- _Selected passage_:
===

Ekstrom also said work needs to be done to make these coastal communities aware of the threat and to ensure that places like southern Massachusetts - a region which depends more than any other in the country on shellfish- can start to adapt to by diversifying their economies or shifting into other fisheries.
"It doesn't mean getting out of shell fishing but we need to understand better what it means to them," Ekstrom said. "They are going to be the ones who can figure out how to become resilient to these global changes."
Despite the dire predictions, many in the industry point to the Pacific Northwest as a lesson on how the industry can combat the threat. Hit by acidic waters that decimated shellfish hatcheries in 2007 and 2008, the industry made up of some 120 farms has recovered in part by installing monitoring systems in hatcheries that ensure the waters are safe for their oyster larvae.
"Oyster hatcheries here are chemically buffering their waters to reduce the corrosiveness, exploring ways to reduce other stressors on the organisms in the hatcheries, and developing breeding programs to help find strains that are more resistant to ocean acidification," Oregon State's George Waldbusser, another co-author, said by email.
"So for now, the industry here has adapted in the short-term," he said. "However, there are always limits to adaptation, we can only engineer so much, and for shellfish species that don't have established hatcheries, meaning they are wild spawned, the possibilities are far less. Ultimately we need to remove the primary causes of ocean acidification if we value shellfish for their economic and ecological roles."

===

- _To do_:
1) Summarize the shellfish excerpt in two sentences.
2) Return the stretch of the shellfish excerpt from "Despite the dire" through "said by email.", word for word.
The records don't figure into any of this.

- _Excerpted records_:
===

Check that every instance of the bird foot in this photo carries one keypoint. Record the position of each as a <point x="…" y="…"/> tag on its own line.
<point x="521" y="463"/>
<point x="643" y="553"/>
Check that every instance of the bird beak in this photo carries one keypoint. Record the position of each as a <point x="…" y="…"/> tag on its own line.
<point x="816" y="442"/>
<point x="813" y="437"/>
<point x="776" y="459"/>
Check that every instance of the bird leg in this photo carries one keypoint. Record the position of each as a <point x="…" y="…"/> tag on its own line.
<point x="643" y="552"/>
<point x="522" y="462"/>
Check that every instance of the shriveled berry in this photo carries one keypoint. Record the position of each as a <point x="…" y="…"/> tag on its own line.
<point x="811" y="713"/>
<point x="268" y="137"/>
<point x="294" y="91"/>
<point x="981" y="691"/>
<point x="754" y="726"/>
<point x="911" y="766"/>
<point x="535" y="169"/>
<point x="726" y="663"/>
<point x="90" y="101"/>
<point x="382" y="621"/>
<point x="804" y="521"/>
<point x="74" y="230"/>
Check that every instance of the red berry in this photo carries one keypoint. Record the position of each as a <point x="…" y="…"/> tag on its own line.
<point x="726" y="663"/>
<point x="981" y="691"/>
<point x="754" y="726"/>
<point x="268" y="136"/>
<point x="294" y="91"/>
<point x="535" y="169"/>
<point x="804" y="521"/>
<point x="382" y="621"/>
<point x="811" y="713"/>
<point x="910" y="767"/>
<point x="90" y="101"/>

===

- _Answers to each task_:
1) Coastal communities such as southern Massachusetts, which depends more on shellfish than any other region in the country, need to be made aware of the threat and helped to adapt by diversifying their economies or shifting into other fisheries. The Pacific Northwest industry recovered from the acidic waters of 2007 and 2008 partly through hatchery monitoring, chemical buffering and breeding programs, but Waldbusser warns that adaptation has limits and that the primary causes of ocean acidification must ultimately be removed.

2)
Despite the dire predictions, many in the industry point to the Pacific Northwest as a lesson on how the industry can combat the threat. Hit by acidic waters that decimated shellfish hatcheries in 2007 and 2008, the industry made up of some 120 farms has recovered in part by installing monitoring systems in hatcheries that ensure the waters are safe for their oyster larvae.
"Oyster hatcheries here are chemically buffering their waters to reduce the corrosiveness, exploring ways to reduce other stressors on the organisms in the hatcheries, and developing breeding programs to help find strains that are more resistant to ocean acidification," Oregon State's George Waldbusser, another co-author, said by email.